### WHAT YOU WILL DO
Restate the material below word for word, from its first line to its last.

### RECORD EXCERPTS
════════
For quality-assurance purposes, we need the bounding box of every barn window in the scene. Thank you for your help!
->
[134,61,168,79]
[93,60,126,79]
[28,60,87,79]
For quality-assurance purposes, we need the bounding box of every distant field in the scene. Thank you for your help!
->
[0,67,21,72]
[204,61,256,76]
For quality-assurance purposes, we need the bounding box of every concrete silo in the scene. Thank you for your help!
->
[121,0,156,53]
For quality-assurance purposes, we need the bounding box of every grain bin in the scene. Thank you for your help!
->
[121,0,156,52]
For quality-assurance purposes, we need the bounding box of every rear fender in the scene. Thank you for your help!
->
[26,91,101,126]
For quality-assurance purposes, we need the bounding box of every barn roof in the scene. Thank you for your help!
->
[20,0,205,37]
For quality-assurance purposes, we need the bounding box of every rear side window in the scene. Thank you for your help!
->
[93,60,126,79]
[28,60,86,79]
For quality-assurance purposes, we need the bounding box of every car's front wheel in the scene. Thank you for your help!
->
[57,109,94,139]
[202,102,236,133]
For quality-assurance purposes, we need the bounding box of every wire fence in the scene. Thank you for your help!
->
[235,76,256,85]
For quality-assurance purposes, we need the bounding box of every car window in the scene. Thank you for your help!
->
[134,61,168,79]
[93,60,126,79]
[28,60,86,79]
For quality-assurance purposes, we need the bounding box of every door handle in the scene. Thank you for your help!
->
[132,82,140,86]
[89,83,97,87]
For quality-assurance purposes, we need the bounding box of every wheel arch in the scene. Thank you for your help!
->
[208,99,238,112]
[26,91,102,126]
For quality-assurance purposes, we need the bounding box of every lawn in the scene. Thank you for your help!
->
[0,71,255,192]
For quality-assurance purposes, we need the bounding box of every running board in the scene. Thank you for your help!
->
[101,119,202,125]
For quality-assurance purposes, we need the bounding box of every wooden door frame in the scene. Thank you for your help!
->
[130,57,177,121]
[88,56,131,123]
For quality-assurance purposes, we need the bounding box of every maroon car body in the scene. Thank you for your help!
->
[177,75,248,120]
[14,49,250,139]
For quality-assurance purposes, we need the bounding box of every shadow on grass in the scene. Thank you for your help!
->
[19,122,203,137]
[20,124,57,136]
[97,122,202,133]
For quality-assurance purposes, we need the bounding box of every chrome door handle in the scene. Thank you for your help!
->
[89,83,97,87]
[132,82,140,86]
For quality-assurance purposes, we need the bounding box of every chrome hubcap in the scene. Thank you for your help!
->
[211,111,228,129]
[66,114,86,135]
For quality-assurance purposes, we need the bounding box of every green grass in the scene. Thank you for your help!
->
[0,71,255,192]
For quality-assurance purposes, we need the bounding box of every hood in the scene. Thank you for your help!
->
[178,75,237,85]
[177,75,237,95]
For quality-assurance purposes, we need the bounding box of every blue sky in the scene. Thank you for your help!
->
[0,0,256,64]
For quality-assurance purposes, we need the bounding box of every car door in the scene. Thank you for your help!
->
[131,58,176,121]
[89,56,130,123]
════════
### RESULT FOR THIS EXERCISE
For quality-assurance purposes, we need the bounding box of every barn window in the scene. Thank you for your help!
->
[134,61,168,79]
[93,60,126,79]
[28,60,87,79]
For quality-assurance purposes, we need the bounding box of every distant field in the scene. Thank you for your help!
->
[0,67,21,72]
[204,61,256,76]
For quality-assurance purposes, we need the bounding box of every concrete silo in the scene. Thank you for your help!
->
[121,0,156,53]
For quality-assurance purposes, we need the bounding box of every grain bin in the scene. Thank you for your help!
->
[121,0,156,52]
For quality-assurance purposes, we need the bounding box of every rear fender in the scene. Thank you for your help!
->
[26,91,101,126]
For quality-assurance purposes, we need the bounding box of every barn roof in the scene. Thank you for your help!
->
[20,0,205,37]
For quality-assurance purposes, we need the bounding box of every rear side window in the scene. Thank you for your help!
->
[93,60,126,79]
[28,60,86,79]
For quality-assurance purposes, we need the bounding box of every car's front wheel in the scene. Thank you for your help!
->
[57,109,94,139]
[202,102,236,133]
For quality-assurance purposes, we need the bounding box of every wire fence in the scene. Thank you for your help!
->
[235,76,256,85]
For quality-assurance purposes, we need the bounding box of every car window in the scene. Thank you for your help!
->
[134,61,168,79]
[93,60,126,79]
[28,60,86,79]
For quality-assurance purposes, we need the bounding box of every door handle in the scene. Thank you for your help!
->
[132,82,140,86]
[89,83,97,87]
For quality-assurance purposes, we need the bounding box of every wheel arch in the scene. Thank you for your help!
->
[208,99,238,112]
[26,91,102,126]
For quality-assurance purposes, we need the bounding box of every lawn in the scene. Thank you for your help!
->
[0,71,255,192]
For quality-assurance purposes, we need the bounding box of every running board in the scene. Thank you for your help!
->
[101,119,202,125]
For quality-assurance purposes, we need the bounding box of every wooden door frame in the scene. Thank you for your help!
->
[130,57,177,121]
[88,56,131,123]
For quality-assurance purposes, we need the bounding box of every maroon car body in the scene. Thank you for your help!
->
[177,75,248,120]
[14,49,250,139]
For quality-assurance purposes, we need the bounding box of every shadow on grass in the scene. Thank you for your help!
->
[19,122,203,137]
[20,124,57,136]
[97,122,202,133]
For quality-assurance purposes, we need the bounding box of every chrome door handle in the scene. Thank you for your help!
->
[89,83,97,87]
[132,82,140,86]
For quality-assurance purposes, we need the bounding box of every chrome hubcap in the scene. Thank you for your help!
->
[211,111,228,129]
[66,114,86,135]
For quality-assurance purposes, we need the bounding box of every green grass in the scene. Thank you for your help!
->
[0,71,255,192]
For quality-assurance purposes, we need the bounding box of every hood in the scene. Thank you for your help!
->
[178,75,237,85]
[177,75,237,95]
For quality-assurance purposes, we need the bounding box of every blue sky in the scene. Thank you for your help!
->
[0,0,256,64]
For quality-assurance purposes, we need the bounding box of every car door in the scene. Thank you for your help!
->
[131,58,176,121]
[89,56,130,123]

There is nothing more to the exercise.